• _WHAT THE EXERCISE ASKS_
Reproduce every line of the entries below character for character, omitting the pictures.

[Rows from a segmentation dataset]
= = = = =

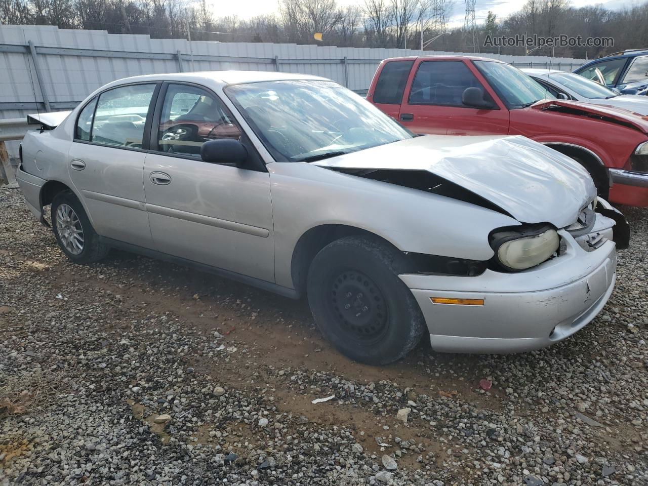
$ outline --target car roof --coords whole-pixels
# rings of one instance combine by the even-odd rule
[[[471,61],[494,61],[505,64],[503,61],[492,58],[480,57],[479,56],[457,56],[457,54],[430,54],[430,56],[402,56],[397,58],[389,58],[383,62],[388,61],[413,61],[417,59],[437,59],[444,61],[456,61],[461,59],[469,59]]]
[[[615,53],[610,54],[610,56],[605,56],[602,58],[599,58],[598,59],[592,59],[589,62],[586,62],[582,66],[579,66],[577,69],[583,69],[583,67],[586,67],[590,64],[594,64],[599,61],[607,61],[611,59],[627,59],[628,58],[638,58],[643,56],[648,56],[648,49],[637,49],[636,51],[625,52],[621,54]]]
[[[530,67],[522,67],[520,68],[520,71],[527,75],[531,75],[533,76],[546,76],[547,75],[571,75],[573,73],[568,73],[565,71],[561,71],[560,69],[540,69]],[[578,76],[578,75],[574,75],[575,76]]]
[[[292,73],[278,73],[264,71],[205,71],[196,73],[168,73],[157,75],[133,76],[117,80],[108,86],[117,86],[146,81],[183,81],[185,82],[208,82],[212,86],[226,86],[242,83],[256,83],[263,81],[286,81],[292,80],[310,80],[330,81],[326,78],[310,75],[299,75]]]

= = = = =

• _WRITTEN RESPONSE_
$ outline --target car roof --coords whole-pixels
# rings of one instance combine by the even-odd rule
[[[471,61],[494,61],[505,64],[503,61],[492,58],[480,57],[479,56],[457,56],[457,54],[430,54],[430,56],[402,56],[397,58],[389,58],[383,62],[388,61],[413,61],[417,59],[437,59],[444,61],[456,61],[461,59],[469,59]]]
[[[615,53],[610,54],[610,56],[605,56],[602,58],[599,58],[598,59],[592,59],[589,62],[586,62],[582,66],[579,66],[577,69],[583,69],[583,67],[586,67],[590,64],[594,64],[599,61],[607,61],[611,59],[627,59],[628,58],[638,58],[643,56],[648,56],[648,49],[637,49],[636,51],[625,52],[621,54]]]
[[[530,67],[522,67],[520,68],[520,71],[527,75],[531,75],[533,76],[546,76],[547,75],[571,75],[573,73],[568,73],[565,71],[561,71],[560,69],[540,69]],[[578,76],[578,75],[574,75],[575,76]]]
[[[292,73],[278,73],[264,71],[205,71],[196,73],[168,73],[157,75],[133,76],[117,80],[108,86],[117,86],[146,81],[183,81],[185,82],[208,82],[212,86],[226,86],[242,83],[256,83],[263,81],[286,81],[292,80],[310,80],[330,81],[326,78],[310,75],[299,75]]]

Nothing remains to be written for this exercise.